■ Problem details
State how many lines in the rows below contain the string "cube", with letter case taken into account. Give only that number.

————

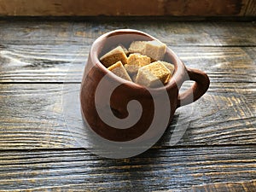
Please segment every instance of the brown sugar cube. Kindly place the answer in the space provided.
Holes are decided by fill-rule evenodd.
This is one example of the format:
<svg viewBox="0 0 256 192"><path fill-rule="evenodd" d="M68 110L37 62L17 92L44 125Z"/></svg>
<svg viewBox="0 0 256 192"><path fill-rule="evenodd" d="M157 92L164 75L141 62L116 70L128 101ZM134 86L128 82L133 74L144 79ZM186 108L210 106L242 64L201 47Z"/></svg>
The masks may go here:
<svg viewBox="0 0 256 192"><path fill-rule="evenodd" d="M148 41L145 48L145 55L154 60L162 60L166 51L166 44L157 41Z"/></svg>
<svg viewBox="0 0 256 192"><path fill-rule="evenodd" d="M124 64L127 63L127 56L123 48L118 46L102 56L100 61L106 67L108 67L119 61Z"/></svg>
<svg viewBox="0 0 256 192"><path fill-rule="evenodd" d="M123 66L121 61L117 61L113 65L108 67L109 71L111 71L115 75L126 79L128 81L131 81L128 73L126 72L125 67Z"/></svg>
<svg viewBox="0 0 256 192"><path fill-rule="evenodd" d="M167 69L170 70L171 72L171 76L173 74L174 72L174 65L169 63L169 62L166 62L166 61L158 61L159 62L161 62L162 64L164 64Z"/></svg>
<svg viewBox="0 0 256 192"><path fill-rule="evenodd" d="M134 41L129 47L131 53L140 53L153 61L162 60L166 51L166 44L158 41Z"/></svg>
<svg viewBox="0 0 256 192"><path fill-rule="evenodd" d="M122 45L122 44L120 44L119 46L121 46L121 48L124 49L124 51L125 51L125 54L126 55L129 55L129 50L124 46L124 45Z"/></svg>
<svg viewBox="0 0 256 192"><path fill-rule="evenodd" d="M136 78L137 78L137 73L135 73L134 75L131 76L131 80L133 82L135 82L136 81Z"/></svg>
<svg viewBox="0 0 256 192"><path fill-rule="evenodd" d="M147 41L134 41L131 44L128 50L131 53L140 53L144 55Z"/></svg>
<svg viewBox="0 0 256 192"><path fill-rule="evenodd" d="M135 83L147 87L157 87L166 84L171 72L160 61L150 63L138 70Z"/></svg>
<svg viewBox="0 0 256 192"><path fill-rule="evenodd" d="M134 74L137 73L137 70L146 65L150 63L150 58L141 54L131 54L127 60L127 64L125 65L126 71L130 74Z"/></svg>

————

■ Expected output
1